- Set task -
Print exactly the lines from the line with "Expected output: a single point for each instance of the person" to the last line of the data, please, both included.

Begin Source material

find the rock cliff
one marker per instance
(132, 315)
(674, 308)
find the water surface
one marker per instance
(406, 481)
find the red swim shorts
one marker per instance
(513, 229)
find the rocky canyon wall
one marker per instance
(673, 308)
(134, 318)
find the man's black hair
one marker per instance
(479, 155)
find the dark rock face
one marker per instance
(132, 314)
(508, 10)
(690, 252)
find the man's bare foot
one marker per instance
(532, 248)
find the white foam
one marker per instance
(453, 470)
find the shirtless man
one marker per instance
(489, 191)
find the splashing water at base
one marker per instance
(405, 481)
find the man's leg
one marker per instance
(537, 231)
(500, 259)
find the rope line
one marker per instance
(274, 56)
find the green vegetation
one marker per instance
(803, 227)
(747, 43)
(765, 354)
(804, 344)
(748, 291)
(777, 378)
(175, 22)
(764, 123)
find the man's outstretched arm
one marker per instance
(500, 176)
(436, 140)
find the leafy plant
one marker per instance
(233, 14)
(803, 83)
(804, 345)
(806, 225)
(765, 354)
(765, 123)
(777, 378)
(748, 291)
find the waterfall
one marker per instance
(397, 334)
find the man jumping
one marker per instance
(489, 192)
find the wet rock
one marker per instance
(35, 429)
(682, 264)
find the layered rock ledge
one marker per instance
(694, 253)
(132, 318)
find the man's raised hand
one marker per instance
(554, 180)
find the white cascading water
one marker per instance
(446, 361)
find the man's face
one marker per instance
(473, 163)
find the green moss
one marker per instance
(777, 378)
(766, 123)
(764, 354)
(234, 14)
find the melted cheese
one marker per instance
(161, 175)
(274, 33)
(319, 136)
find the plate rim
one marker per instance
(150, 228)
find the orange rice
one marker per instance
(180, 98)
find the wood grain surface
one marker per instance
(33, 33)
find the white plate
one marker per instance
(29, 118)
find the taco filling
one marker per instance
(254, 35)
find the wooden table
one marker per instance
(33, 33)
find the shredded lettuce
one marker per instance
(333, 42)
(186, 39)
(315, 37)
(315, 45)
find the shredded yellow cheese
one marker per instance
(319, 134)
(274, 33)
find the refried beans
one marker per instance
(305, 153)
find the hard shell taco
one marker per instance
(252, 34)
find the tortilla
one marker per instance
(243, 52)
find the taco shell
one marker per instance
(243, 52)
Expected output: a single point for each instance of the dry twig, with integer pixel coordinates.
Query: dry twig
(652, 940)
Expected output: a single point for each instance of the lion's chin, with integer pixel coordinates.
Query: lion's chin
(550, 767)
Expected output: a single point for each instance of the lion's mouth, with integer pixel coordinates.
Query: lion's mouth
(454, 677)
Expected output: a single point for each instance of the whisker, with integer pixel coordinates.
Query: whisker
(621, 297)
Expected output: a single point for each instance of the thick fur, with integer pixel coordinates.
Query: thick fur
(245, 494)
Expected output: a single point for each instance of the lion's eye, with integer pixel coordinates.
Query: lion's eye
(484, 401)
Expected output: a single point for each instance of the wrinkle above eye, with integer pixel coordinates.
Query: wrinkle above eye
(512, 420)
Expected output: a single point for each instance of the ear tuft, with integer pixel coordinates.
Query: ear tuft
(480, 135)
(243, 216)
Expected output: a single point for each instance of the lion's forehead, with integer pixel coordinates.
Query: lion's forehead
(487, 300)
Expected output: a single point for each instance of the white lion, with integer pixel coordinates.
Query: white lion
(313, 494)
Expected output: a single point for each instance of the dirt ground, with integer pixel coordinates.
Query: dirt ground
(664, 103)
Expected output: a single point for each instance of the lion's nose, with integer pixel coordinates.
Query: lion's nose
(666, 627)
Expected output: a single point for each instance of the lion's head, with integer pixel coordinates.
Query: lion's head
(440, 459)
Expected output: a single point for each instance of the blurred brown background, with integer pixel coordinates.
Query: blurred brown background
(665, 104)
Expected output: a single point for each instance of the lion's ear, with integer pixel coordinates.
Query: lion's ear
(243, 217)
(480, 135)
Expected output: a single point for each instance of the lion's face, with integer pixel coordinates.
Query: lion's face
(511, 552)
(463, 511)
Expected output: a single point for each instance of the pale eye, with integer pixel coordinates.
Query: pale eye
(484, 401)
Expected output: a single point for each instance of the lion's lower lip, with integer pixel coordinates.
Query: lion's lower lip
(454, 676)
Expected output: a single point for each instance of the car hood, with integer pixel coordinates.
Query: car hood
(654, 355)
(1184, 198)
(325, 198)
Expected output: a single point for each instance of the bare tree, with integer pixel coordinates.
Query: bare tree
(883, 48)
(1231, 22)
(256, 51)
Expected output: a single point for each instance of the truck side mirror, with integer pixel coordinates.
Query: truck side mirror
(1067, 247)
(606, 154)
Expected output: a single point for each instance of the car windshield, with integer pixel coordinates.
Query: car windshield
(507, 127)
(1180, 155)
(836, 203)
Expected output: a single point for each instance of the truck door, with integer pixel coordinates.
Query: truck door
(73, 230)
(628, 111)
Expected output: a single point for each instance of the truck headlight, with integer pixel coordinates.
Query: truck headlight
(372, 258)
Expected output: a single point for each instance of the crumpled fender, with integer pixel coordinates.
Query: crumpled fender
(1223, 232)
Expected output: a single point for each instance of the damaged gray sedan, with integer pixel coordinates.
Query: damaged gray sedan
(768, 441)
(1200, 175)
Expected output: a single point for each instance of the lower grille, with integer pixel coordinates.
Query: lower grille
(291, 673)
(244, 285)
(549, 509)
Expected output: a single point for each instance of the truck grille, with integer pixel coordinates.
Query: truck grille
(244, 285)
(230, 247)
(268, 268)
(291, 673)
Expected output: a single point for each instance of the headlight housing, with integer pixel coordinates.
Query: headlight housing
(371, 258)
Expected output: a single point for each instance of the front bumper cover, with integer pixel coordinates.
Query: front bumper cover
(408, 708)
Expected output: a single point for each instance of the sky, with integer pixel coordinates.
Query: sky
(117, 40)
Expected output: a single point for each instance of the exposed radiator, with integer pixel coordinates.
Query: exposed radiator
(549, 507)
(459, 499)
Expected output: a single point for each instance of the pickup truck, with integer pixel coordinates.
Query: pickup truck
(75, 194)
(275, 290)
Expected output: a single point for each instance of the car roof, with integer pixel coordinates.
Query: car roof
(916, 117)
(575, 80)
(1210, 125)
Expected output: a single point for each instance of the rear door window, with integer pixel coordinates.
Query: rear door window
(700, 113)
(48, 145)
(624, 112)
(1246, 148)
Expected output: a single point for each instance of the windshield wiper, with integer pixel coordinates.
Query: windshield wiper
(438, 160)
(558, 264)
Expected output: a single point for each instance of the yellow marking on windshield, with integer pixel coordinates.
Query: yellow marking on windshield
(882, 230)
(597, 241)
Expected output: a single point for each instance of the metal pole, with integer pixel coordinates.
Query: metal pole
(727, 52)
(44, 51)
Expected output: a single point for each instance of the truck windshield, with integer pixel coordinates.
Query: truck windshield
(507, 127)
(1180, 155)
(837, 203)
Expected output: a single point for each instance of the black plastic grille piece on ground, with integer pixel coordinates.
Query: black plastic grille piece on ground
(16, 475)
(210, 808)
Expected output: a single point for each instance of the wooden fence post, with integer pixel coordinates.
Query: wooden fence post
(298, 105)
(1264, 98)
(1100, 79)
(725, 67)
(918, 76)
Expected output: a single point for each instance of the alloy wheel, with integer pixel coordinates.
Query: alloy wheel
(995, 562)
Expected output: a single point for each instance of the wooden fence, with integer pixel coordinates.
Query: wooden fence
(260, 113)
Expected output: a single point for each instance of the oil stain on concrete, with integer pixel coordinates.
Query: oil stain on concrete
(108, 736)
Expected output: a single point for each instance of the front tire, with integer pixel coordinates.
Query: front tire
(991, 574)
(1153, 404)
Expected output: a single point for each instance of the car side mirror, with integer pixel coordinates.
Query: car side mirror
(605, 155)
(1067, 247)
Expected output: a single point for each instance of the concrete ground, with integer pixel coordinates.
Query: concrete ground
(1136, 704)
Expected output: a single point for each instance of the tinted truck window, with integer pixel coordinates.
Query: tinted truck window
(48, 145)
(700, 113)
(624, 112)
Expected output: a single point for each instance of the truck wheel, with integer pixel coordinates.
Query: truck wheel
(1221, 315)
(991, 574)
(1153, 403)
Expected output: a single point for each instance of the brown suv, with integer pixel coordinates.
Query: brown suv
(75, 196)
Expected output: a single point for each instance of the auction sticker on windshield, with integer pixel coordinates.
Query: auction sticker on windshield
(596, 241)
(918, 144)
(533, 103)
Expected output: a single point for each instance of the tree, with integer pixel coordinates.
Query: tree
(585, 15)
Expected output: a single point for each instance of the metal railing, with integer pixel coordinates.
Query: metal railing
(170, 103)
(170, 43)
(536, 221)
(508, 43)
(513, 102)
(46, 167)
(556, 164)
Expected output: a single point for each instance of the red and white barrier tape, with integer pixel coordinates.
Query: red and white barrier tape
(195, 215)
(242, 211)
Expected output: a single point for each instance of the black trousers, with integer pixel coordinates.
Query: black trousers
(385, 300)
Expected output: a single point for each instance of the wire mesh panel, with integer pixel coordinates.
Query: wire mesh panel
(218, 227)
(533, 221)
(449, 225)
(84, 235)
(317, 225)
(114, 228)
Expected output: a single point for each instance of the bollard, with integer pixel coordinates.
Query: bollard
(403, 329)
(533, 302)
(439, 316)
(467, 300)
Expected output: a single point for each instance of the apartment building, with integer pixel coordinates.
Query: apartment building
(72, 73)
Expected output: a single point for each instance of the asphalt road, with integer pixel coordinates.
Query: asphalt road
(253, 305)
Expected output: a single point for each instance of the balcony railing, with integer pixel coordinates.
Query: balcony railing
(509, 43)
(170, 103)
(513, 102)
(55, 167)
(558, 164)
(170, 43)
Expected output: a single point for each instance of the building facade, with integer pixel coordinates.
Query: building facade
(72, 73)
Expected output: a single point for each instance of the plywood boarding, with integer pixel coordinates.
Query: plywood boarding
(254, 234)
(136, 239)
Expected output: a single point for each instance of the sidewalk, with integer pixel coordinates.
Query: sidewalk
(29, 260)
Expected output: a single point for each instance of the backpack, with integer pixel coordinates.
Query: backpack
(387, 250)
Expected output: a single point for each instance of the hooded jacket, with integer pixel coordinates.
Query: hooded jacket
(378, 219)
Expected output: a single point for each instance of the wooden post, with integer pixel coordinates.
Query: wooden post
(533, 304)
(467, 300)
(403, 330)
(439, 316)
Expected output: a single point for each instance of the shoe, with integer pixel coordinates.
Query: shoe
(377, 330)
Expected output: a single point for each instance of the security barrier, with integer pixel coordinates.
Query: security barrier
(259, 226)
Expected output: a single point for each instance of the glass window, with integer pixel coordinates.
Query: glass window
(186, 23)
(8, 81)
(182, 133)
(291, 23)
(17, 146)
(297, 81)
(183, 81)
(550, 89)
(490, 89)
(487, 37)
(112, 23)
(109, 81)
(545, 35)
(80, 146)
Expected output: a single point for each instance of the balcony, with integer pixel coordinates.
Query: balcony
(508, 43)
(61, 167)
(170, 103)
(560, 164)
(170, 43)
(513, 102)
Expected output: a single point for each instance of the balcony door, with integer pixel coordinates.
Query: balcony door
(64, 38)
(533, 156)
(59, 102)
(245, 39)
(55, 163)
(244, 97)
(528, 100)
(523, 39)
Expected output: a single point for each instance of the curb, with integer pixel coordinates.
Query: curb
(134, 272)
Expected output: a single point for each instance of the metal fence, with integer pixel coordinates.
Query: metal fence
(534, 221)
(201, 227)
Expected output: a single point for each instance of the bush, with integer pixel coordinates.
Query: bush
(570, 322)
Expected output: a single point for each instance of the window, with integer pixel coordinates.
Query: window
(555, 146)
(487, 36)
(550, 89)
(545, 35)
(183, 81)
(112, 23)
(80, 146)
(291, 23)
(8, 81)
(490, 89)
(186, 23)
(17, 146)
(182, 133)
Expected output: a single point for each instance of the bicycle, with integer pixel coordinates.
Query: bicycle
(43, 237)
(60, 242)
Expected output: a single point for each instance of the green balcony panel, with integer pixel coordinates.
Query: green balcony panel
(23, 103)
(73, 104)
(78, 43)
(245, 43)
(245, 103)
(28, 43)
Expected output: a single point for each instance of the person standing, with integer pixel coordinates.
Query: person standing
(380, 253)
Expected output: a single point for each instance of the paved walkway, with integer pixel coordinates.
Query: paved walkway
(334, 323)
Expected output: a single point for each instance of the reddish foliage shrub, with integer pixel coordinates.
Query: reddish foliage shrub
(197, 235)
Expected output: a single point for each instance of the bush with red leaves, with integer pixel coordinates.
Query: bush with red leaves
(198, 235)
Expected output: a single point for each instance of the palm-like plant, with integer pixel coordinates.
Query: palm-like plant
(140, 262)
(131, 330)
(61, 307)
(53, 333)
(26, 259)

End Source material

- Result for this task -
Expected output: a single point for each instance of the person standing, with integer pixel coordinates.
Query: person standing
(380, 253)
Expected output: a single point for each instance of the paved walkway, with integer pixel coordinates.
Query: paved walkway
(334, 323)
Expected output: a single point for each instance of the reddish foliage shrub, with integer pixel coordinates.
Query: reddish foliage shrub
(197, 235)
Expected output: a single point for each instance of the bush with red leaves, with integer pixel coordinates.
Query: bush with red leaves
(198, 235)
Expected output: a single point for each instance of the palm-like plant, with integer pixel coordinates.
Query: palm-like plant
(140, 262)
(131, 330)
(61, 307)
(53, 333)
(26, 259)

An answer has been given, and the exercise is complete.